#### [EXERCISE PROMPT]
In the records below, how many lines contain the word "every"? Reply with the number alone.
###
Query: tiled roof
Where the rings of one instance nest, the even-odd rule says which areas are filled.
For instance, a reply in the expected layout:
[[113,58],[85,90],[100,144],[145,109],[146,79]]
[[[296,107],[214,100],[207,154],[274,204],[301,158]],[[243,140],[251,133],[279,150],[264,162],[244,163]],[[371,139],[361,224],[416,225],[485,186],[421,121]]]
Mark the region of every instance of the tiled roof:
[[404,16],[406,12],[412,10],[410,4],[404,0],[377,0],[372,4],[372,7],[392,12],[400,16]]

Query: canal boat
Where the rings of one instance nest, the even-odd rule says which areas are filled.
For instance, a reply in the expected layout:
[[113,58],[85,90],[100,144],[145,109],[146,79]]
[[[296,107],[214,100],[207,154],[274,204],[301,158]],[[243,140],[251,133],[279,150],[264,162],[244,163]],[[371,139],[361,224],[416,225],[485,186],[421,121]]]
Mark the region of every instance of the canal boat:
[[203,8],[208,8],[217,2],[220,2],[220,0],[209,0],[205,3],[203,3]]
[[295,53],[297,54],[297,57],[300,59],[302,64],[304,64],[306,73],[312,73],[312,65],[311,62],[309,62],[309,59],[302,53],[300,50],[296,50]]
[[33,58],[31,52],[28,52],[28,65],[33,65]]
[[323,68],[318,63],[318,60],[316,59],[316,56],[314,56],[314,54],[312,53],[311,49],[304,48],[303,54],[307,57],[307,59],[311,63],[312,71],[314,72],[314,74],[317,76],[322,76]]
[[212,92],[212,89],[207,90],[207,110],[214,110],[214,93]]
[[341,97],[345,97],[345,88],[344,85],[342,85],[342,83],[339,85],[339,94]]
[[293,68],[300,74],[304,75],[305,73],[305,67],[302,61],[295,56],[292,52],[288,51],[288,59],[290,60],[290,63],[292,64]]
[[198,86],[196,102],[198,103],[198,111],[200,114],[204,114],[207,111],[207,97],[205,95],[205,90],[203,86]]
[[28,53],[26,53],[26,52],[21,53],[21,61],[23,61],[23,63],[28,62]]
###
#### [SOLVED PROBLEM]
2